[[ EXCERPTED PASSAGE, beginning ]]

= International Powerlifting Federation – 1975 World Congress and Championships =

The IPF 1975 World Congress was held on November 21, 1975 in Birmingham Town Hall - Council Chamber in the city of Birmingham (England). The Congress was opened by President Bob Crist, who introduced the head table: Rudy Sablo as parliamentarian timekeeper and Clay Patterson, IPF General Secretary. Rules of the day were Robert's Rules of Order. Voting regulations were announced that each member nation would have only one vote. There were no observers due to limited space and time. Speaking limit was two minutes per speaker and each person could speak only twice on each time.

==Nations in attendance==
- Australia, delegates: Ron Modra and Yuris Sterns.
- Canada, delegates: William Gvoich and William Jamison.
- Cyprus, delegate: Andreas Savvides.
- Great Britain, delegates: Vic Mercer and Wally Holland.
- India, delegate: Nishith Ganguli.
- Ireland, delegate: Bernard Fennessy.
- Japan, delegate: Shori Watanabe and Noboru Degawa.
- Sweden, delegates: Arnold Bostrom and Henry Attland.
- U.S.A, delegates: Bob Hoffman and Herb Gowing.
- Venezuela, delegate: Miguel Torrealba.
- Zambia, delegates: Charles Madondo and Alan James.
The following guest nations were in attendance:
- Holland, delegate: Adre Volker.
- Luxembourg, delegate: Aimo Kneppe
- Tonga, delegate: John Phillip and Bill Starr.
Others present:
- Bob Crist, President.
- Clay Patterson, Gen. Secretary.
- Rudy Sablo, Records Chamn.
- Frank Lamp, Vice-President.
Also, Mr Savvides of Cyprus stated that he had been authorized to apply on behalf of Greece. The body authorized the secretary to follow up with Greece for future admittance.

==3rd World Powerlifting Championships==
The IPF 3rd World Powerlifting Championships were held on November 22 and 23, 1975, in Birmingham Town Hall (England). The following is a List of Competitors:

===Flyweight===

- Hideaki Inaba (Japan)
- N. Bhairo (G.B.)
- P. Mackensie (G.B)
- Paul Edom (Australia)
- Wayne Osborne (Canada)
- Haruji Watabe (Japan)
- Juhani Niemi (Finland)

===Bantamweight===

- Lamar Gant (USA)
- Ken Thrush (G.B)
- Syalemba (Zambia)
- Maths Johansson (Sweden)
- Carlos Torres (Venezuela)
- Harry Norville (Canada)
- Ed Moules (Canada)
- Yoshio Shimada (Japan)
- V. Issakajnen (Finland)
- Tony Wallece (Ireland)

[[ EXCERPTED PASSAGE, end ]]

PROBLEM REQUIREMENTS: Copy the 1975 congress record from "- Venezuela, delegate: Miguel" up to and including "Bob Crist, President.", and swap in "visiting nations" for "guest nations". The material that follows has nothing to do with this text.

[[ EXERCISE DATA, beginning ]]

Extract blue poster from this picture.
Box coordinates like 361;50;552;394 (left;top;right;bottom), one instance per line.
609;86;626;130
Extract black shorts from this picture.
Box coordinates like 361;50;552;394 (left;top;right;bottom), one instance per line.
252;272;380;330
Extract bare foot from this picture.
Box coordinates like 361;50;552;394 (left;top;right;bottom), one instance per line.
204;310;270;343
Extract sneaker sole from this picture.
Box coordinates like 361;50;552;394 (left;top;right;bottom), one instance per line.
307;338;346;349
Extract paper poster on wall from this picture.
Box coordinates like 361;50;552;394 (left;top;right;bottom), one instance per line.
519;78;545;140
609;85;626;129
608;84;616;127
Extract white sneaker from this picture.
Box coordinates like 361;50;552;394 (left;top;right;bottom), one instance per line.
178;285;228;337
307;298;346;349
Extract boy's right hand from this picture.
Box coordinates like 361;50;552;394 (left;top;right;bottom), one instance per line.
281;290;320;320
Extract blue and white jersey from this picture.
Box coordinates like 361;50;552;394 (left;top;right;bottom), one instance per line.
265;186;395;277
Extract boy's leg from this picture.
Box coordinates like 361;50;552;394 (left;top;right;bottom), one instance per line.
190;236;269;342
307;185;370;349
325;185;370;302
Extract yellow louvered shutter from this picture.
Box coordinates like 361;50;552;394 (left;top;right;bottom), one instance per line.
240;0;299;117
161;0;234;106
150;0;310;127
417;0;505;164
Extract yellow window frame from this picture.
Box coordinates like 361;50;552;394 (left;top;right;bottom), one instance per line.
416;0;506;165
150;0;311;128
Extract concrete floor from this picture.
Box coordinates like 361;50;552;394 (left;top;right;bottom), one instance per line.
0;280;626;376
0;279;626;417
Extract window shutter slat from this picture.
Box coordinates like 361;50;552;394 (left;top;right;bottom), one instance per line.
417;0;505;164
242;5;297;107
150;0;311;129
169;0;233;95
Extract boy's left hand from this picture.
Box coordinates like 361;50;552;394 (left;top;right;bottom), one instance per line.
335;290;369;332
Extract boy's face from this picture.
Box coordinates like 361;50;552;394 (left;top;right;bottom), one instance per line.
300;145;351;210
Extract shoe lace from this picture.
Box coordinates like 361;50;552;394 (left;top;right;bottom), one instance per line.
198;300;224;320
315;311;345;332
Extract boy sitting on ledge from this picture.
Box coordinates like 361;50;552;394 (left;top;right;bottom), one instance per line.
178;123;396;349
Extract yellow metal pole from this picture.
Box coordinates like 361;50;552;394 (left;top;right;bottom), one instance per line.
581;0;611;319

[[ EXERCISE DATA, end ]]

ANSWER SPACE:
- Venezuela, delegate: Miguel Torrealba.
- Zambia, delegates: Charles Madondo and Alan James.
The following visiting nations were in attendance:
- Holland, delegate: Adre Volker.
- Luxembourg, delegate: Aimo Kneppe
- Tonga, delegate: John Phillip and Bill Starr.
Others present:
- Bob Crist, President.